> [Texto fornecido]:
Tendo dificuldades para fazer valer plenamente seu ponto de vista na Organização Mundial do Comércio, os EUA tentam outras vias para impor seus interesses.
Com a nossa pauta tupiniquim absolutamente tomada pelas notícias envolvendo o golpichment, o austericídio e as contas suíças milionárias do terceiro colocado na linha sucessória da República, é compreensível que muito pouco espaço esteja sendo conferido a uma importante articulação levada a cabo pela diplomacia norte-americana.
Trata-se da Parceria Trans-Pacífica (TPP, da sigla em inglês “Trans-Pacific Partnership”), uma estratégia em desenvolvimento que pretende ocupar o espaço vazio ainda existente nas relações econômicas internacionais. O governo do Presidente Obama obteve a aprovação de um sistema de “fast track” por parte do Congresso para o assunto, fato que garante maior agilidade ao Poder Executivo na condução das negociações e no desenho final do modelo de diplomacia econômica em curso.

> [Instrução dada 1]: Repita fielmente o trecho do texto sobre a Parceria Trans-Pacífica, começando em "Com a nossa" e seguindo até "pela diplomacia norte-americana.".
> [Instrução dada 2]:
Com base no texto sobre a Parceria Trans-Pacífica, responda:
(a) Em qual organização os EUA têm dificuldades para fazer valer plenamente seu ponto de vista?
(b) Qual é a forma por extenso, em inglês, da sigla TPP?
(c) Que sistema o governo do Presidente Obama obteve do Congresso para o assunto?
> [Instrução dada 3]: Dê prosseguimento ao texto sobre a Parceria Trans-Pacífica a partir do ponto em que ele se encerra.

> [Dados fornecidos]:
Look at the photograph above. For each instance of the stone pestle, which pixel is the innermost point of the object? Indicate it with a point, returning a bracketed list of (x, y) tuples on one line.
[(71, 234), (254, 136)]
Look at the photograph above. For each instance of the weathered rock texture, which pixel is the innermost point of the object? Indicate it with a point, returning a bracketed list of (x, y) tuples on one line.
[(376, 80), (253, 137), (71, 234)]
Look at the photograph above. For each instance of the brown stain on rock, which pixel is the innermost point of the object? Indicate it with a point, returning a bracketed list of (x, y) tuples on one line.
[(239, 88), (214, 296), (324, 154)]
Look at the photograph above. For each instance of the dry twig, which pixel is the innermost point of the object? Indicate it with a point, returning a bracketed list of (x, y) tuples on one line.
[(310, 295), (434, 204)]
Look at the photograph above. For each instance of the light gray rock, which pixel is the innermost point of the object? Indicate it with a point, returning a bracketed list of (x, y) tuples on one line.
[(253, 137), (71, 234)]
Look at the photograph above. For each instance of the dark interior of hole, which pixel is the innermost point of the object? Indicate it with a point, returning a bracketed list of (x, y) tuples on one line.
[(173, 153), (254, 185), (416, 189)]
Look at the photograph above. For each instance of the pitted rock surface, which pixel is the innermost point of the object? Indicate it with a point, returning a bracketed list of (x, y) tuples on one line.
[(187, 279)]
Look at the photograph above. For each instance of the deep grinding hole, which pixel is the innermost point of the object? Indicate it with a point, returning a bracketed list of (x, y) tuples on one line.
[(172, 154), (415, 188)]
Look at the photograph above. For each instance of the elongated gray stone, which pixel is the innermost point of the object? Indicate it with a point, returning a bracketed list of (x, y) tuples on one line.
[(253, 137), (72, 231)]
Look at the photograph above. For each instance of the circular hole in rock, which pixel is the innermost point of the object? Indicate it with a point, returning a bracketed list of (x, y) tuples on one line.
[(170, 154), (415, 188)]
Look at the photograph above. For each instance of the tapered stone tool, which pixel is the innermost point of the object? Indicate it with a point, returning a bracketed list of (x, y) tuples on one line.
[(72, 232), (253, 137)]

> [Resposta redigida 1]:
Com a nossa pauta tupiniquim absolutamente tomada pelas notícias envolvendo o golpichment, o austericídio e as contas suíças milionárias do terceiro colocado na linha sucessória da República, é compreensível que muito pouco espaço esteja sendo conferido a uma importante articulação levada a cabo pela diplomacia norte-americana.

> [Resposta redigida 2]:
(a) Na Organização Mundial do Comércio.
(b) "Trans-Pacific Partnership".
(c) Um sistema de "fast track".

> [Resposta redigida 3]:
O acordo em gestação prevê a inclusão de temas amplos, como o comércio de bens e de serviços, além de propriedade intelectual, patentes e direitos autorais. Como o próprio nome deixa a entender, os 11 países signatários iniciais estão todos voltados para a costa oeste norte-americana, em direção ao Oceano Pacífico. São eles: Canadá, México, Chile, Peru, Japão, Austrália, Nova Zelândia, Malásia, Cingapura, Vietnã e Brunei. Apesar de não se constituir enquanto bloco econômico, a iniciativa contempla o potencial econômico de 40% do PIB mundial. Ainda que não conte com a participação de gigantes como Índia, China ou Rússia, o mercado do TPP pode ser avaliado pelos 800 milhões de habitantes de seus países.
TPP e o mundo multipolar.
Um diferencial significativo em relação aos acordos congêneres construídos até os dias de hoje refere-se ao poder concedido às grandes corporações multinacionais nas soluções de questões e pendências. Ao contrário do que ocorre atualmente, o setor privado vai ter o mesmo poder conferido aos Estados nacionais na condição de atores e interlocutores nos litígios e nos processos decisórios. Se imaginarmos o poder de fogo dos gigantes dos negócios globais, veremos que muitas das vezes são superiores à dimensão econômica de muitos países. O risco estratégico de se oferecer tamanho poder ao capital nas relações diplomáticas é o retrocesso na mediação e a imposição da lógica explícita do lucro nas negociações internacionais.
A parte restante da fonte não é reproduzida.